Reproduce the material from the line with "Where can you spot the fishing line?" up to and including the last line, keeping each request as it stands but multiplying every point coordinate by 1.15 and rounding to the nearest whole number, with halves rounded up.

*Records from a point labeling set*:
* begin *
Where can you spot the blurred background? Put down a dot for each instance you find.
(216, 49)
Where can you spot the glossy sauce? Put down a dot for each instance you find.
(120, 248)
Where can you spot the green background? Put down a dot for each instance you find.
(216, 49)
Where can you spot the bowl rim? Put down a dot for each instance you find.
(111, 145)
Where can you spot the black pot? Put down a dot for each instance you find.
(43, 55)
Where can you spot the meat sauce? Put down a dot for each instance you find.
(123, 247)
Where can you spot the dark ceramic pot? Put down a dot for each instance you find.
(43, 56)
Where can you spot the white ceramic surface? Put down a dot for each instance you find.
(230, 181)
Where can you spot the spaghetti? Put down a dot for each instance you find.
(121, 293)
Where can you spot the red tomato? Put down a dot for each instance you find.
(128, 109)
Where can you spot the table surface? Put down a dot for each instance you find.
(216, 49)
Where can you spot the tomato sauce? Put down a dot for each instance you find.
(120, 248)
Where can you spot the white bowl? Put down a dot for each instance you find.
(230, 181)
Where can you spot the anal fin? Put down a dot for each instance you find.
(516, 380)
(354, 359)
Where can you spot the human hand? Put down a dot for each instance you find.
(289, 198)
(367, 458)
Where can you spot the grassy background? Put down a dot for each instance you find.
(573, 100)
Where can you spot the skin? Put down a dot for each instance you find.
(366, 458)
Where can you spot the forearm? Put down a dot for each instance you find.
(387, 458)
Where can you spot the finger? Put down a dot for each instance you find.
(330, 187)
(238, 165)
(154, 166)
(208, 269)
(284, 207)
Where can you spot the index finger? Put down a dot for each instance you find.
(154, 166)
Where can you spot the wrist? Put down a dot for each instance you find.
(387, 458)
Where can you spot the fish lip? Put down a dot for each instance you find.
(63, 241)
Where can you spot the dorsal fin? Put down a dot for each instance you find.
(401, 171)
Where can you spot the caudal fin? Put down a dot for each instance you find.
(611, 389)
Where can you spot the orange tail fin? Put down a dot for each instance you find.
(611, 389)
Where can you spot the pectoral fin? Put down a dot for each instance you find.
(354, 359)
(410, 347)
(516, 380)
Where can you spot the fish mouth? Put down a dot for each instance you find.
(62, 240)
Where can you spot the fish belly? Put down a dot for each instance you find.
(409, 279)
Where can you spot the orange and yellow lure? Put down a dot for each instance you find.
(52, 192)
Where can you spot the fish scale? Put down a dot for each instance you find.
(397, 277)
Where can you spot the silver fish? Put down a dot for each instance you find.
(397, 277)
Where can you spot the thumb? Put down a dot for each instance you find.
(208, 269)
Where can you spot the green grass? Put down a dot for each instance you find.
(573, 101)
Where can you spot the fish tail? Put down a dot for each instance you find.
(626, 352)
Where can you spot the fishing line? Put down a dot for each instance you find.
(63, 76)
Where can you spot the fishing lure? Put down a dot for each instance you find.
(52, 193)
* end *
*Answer for this exercise*:
Where can you spot the fishing line? Put down a dot for each instance you find.
(72, 87)
Where can you spot the fishing lure? Put down a dot for each instance you find.
(60, 222)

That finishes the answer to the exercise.